## Problem to solve:
Number every line of all the records below as a single list, leaving out any blank lines.

## Input data:
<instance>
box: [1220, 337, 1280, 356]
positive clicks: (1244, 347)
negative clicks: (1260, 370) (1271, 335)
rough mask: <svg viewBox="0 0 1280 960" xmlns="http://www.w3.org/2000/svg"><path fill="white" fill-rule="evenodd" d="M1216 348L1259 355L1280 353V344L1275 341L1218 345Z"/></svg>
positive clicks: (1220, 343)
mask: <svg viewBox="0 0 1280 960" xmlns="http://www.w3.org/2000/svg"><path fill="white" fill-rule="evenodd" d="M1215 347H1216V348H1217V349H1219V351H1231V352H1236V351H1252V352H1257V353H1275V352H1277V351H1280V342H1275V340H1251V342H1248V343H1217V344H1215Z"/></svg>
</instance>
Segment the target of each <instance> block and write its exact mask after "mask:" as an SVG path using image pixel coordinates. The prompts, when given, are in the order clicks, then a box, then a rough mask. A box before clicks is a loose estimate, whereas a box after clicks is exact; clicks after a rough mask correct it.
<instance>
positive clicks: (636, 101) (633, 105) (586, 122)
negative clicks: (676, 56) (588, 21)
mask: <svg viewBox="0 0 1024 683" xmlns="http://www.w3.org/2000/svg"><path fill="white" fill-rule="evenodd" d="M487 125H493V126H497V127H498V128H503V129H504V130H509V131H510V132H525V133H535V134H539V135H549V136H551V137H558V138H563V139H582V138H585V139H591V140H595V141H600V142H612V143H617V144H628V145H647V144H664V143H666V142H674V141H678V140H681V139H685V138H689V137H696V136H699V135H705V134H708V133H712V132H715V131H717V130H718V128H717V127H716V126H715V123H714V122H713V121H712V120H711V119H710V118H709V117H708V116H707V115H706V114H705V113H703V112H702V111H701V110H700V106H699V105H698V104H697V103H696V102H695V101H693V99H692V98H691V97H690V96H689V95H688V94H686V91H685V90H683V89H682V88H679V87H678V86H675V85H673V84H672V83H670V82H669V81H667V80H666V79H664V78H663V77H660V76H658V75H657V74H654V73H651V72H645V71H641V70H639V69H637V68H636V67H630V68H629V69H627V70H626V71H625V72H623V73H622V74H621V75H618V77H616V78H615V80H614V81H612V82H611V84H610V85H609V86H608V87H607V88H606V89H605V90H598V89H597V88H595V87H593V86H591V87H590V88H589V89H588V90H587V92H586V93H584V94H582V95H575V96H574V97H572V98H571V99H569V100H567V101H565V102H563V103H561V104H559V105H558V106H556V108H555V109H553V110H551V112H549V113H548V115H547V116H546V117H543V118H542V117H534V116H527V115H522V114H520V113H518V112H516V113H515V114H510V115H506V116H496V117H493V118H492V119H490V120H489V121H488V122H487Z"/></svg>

## Answer space:
1. <instance>
2. box: [1220, 337, 1280, 356]
3. positive clicks: (1244, 347)
4. negative clicks: (1260, 370) (1271, 335)
5. rough mask: <svg viewBox="0 0 1280 960" xmlns="http://www.w3.org/2000/svg"><path fill="white" fill-rule="evenodd" d="M1216 348L1259 355L1280 353V344L1275 341L1218 345Z"/></svg>
6. positive clicks: (1220, 343)
7. mask: <svg viewBox="0 0 1280 960" xmlns="http://www.w3.org/2000/svg"><path fill="white" fill-rule="evenodd" d="M1215 347H1216V348H1217V349H1219V351H1231V352H1236V351H1252V352H1257V353H1275V352H1277V351H1280V342H1275V340H1251V342H1248V343H1217V344H1215Z"/></svg>
8. </instance>
9. Segment the target of each <instance> block and write its exact mask after "mask:" as an SVG path using image pixel coordinates. The prompts, when given, are in the order clicks, then a box, then a rough mask. A box before clicks is a loose estimate, whereas a box after clicks is exact; clicks after a rough mask correct it.
10. <instance>
11. positive clicks: (636, 101) (633, 105) (586, 122)
12. negative clicks: (676, 56) (588, 21)
13. mask: <svg viewBox="0 0 1024 683" xmlns="http://www.w3.org/2000/svg"><path fill="white" fill-rule="evenodd" d="M487 125H493V126H497V127H498V128H503V129H504V130H509V131H510V132H525V133H535V134H539V135H549V136H551V137H558V138H563V139H582V138H585V139H591V140H595V141H600V142H612V143H617V144H628V145H647V144H664V143H666V142H674V141H678V140H681V139H685V138H689V137H696V136H699V135H705V134H708V133H712V132H715V131H717V130H718V128H717V127H716V126H715V123H714V122H713V121H712V120H711V119H710V118H709V117H708V116H707V115H706V114H705V113H703V112H702V111H701V110H700V106H699V105H698V104H697V103H696V102H695V101H693V99H692V98H691V97H690V96H689V95H688V94H686V91H685V90H683V89H682V88H679V87H678V86H675V85H673V84H672V83H670V82H669V81H667V80H666V79H664V78H663V77H660V76H658V75H657V74H654V73H651V72H645V71H641V70H639V69H637V68H636V67H630V68H629V69H627V70H626V71H625V72H623V73H622V74H621V75H618V77H616V78H615V80H614V81H612V82H611V84H610V85H609V86H608V87H607V88H606V89H605V90H598V89H597V88H595V87H593V86H591V87H590V88H589V89H588V90H587V92H586V93H584V94H582V95H575V96H574V97H572V98H571V99H569V100H567V101H565V102H563V103H561V104H559V105H558V106H556V108H555V109H553V110H551V112H549V113H548V115H547V116H546V117H543V118H542V117H534V116H527V115H522V114H520V113H518V112H516V113H515V114H510V115H506V116H496V117H493V118H492V119H490V120H489V121H488V122H487Z"/></svg>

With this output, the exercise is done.